> Your objective
Show every line of the listing below that contains the string "bush". Case counts.

> Extracted entries
-- start --
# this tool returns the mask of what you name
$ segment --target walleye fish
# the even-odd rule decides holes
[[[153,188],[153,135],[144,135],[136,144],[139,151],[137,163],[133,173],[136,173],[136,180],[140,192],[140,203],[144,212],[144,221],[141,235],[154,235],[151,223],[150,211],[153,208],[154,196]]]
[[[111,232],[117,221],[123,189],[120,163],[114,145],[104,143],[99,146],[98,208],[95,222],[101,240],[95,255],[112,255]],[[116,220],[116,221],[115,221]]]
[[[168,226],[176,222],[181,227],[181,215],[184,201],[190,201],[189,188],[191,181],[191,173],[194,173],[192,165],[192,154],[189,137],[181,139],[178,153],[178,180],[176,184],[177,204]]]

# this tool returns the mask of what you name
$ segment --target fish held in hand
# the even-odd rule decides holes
-- end --
-- start --
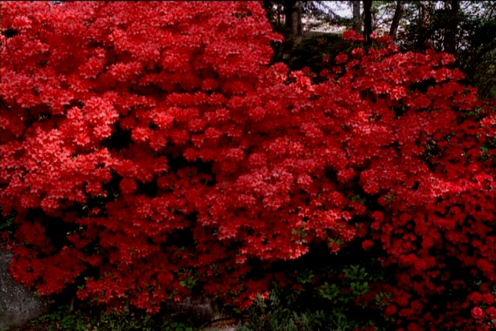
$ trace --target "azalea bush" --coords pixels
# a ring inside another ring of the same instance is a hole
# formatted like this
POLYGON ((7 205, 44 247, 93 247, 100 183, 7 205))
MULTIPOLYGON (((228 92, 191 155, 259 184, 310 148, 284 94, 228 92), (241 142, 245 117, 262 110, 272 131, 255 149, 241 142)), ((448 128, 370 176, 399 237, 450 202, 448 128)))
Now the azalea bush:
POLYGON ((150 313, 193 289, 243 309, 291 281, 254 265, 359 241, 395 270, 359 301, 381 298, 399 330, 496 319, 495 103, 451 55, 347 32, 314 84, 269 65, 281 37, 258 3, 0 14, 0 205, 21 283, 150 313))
-- end --
> Written solution
$ trace --target "azalea bush" --coords pixels
Now the azalea bush:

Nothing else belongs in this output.